Set of tasks
A - List every person the blog post of tweets names by name.
B - Substitute "portraits" for "mirrors" and restate the blog post of tweets from "Monday, August 26, 2019" to "the White House.".
C - Does the blog post of tweets support each statement? (i) Trump is said to have claimed that doctors in Dayton and El Paso left the operating rooms when he was there. (ii) The young girl spoke to Trump in English. (iii) Trump said his "chosen one" remark was serious.

Document passage
Monday, August 26, 2019


It’s been awhile since my blog replayed some of my recent tweets, so here it goes:


·        Trump says he’s young and vibrant.  I didn’t realize all the mirrors had been removed from the White House.


·        A young girl once said to Trump directly, but in French, “You’re a disgrace to the world.”  Trump will likely quote it as, “Your Grace, you’re my world.”


·        Trump said, “I’m the chosen one.”  Then he said he was being sarcastic.  Since sarcasm is a remark meaning the opposite, “chosen” must have meant “rejected.”


·        Trump said doctors in Dayton and El Paso left the operating rooms when he was there.  The only way they would leave an operating room would be if he was the patient.


·        Sarah Huckabee to Fox: “Thanks for recognizing my prevarication talents.”


·        Trump wanted to give himself a Medal of Honor.  A Medal of Horror would do.


·        It was suggested that Donald Trump is “King of the Jews.”  I’m Jewish and apparently I missed the coronation.


·        I’m Jewish and I know that it is extremely difficult to find a Jewish Nazi, but Stephen Miller proves that nothing is impossible.

[Excerpts from a dataset]
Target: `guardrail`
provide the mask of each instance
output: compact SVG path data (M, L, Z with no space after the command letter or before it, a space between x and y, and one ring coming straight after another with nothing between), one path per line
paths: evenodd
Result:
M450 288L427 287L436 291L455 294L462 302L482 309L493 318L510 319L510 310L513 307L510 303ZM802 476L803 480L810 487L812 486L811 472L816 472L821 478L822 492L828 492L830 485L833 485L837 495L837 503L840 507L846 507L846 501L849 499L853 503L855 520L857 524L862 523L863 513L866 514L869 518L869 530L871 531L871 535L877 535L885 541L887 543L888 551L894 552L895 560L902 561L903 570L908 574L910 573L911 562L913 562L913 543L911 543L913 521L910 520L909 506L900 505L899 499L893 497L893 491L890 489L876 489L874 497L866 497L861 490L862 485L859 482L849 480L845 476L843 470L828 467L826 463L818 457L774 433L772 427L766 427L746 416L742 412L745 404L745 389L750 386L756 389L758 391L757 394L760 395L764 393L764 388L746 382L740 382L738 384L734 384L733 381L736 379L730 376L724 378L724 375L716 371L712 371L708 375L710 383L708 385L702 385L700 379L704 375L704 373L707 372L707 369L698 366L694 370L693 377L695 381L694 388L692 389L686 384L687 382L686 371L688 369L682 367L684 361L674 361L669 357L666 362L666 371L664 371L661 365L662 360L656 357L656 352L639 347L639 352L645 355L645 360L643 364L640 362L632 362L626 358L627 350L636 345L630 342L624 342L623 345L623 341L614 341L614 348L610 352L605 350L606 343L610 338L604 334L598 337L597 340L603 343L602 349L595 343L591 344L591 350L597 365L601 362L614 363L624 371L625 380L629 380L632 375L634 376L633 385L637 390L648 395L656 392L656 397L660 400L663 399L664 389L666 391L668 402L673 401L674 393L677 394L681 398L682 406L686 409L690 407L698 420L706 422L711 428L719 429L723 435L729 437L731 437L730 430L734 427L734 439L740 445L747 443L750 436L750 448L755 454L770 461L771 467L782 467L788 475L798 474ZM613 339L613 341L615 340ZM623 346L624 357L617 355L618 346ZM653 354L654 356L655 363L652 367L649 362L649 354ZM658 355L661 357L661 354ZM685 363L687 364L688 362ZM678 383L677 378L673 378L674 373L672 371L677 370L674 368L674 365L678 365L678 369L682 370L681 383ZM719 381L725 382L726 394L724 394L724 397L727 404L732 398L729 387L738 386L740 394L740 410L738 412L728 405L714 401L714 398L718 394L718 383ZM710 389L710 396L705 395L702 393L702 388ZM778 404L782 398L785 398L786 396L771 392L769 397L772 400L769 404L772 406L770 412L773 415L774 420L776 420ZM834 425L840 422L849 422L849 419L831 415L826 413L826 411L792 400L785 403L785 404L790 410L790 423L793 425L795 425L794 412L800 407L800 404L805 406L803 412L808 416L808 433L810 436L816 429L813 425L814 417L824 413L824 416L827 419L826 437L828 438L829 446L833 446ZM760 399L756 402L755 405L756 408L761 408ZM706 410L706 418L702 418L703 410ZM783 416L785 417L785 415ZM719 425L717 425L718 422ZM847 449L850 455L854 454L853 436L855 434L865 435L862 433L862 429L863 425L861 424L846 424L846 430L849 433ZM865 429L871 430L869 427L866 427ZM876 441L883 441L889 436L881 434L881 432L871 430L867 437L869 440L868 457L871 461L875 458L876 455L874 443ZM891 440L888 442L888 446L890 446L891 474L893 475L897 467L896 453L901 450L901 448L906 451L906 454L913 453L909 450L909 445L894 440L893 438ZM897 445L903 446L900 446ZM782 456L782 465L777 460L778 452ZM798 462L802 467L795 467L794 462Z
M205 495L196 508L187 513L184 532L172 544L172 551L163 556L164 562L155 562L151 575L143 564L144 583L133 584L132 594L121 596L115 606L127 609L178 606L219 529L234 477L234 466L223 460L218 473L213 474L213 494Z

Responses in order
A - Trump (Donald Trump), Sarah Huckabee, Stephen Miller

B -
Monday, August 26, 2019


It’s been awhile since my blog replayed some of my recent tweets, so here it goes:


·        Trump says he’s young and vibrant.  I didn’t realize all the portraits had been removed from the White House.

C -
(i) Yes: "Trump said doctors in Dayton and El Paso left the operating rooms when he was there."
(ii) No: "A young girl once said to Trump directly, but in French"
(iii) No: "Then he said he was being sarcastic."